SOURCE RECORDS:

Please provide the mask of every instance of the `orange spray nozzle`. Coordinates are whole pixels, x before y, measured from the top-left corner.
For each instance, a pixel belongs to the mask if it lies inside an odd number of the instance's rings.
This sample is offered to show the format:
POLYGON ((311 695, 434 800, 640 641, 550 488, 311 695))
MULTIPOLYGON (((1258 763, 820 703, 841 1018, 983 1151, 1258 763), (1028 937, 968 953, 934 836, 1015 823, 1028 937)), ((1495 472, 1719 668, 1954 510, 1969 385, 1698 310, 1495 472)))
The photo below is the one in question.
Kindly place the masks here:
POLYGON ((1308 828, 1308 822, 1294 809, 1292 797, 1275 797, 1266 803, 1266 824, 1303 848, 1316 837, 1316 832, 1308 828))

AIM OF THE TASK:
All the records above need to be restated exactly, line by line.

SOLUTION:
Please provide the mask of every instance of the `orange spray nozzle`. Coordinates are whole pixels, x before y, measured from the top-left corner.
For each instance, a pixel belongs to the mask if it lies inside an odd number of the instance's rings.
This sample is offered to show the format:
POLYGON ((311 695, 434 800, 640 641, 550 488, 311 695))
MULTIPOLYGON (((1258 763, 820 703, 841 1018, 983 1151, 1258 763), (1028 937, 968 953, 934 836, 1015 823, 1028 937)), ((1495 472, 1719 668, 1954 510, 1969 385, 1698 310, 1495 472)))
The photo below is the one in question.
Kindly place the masks here:
POLYGON ((1308 828, 1308 822, 1294 809, 1292 797, 1275 797, 1266 803, 1266 824, 1303 848, 1316 837, 1316 832, 1308 828))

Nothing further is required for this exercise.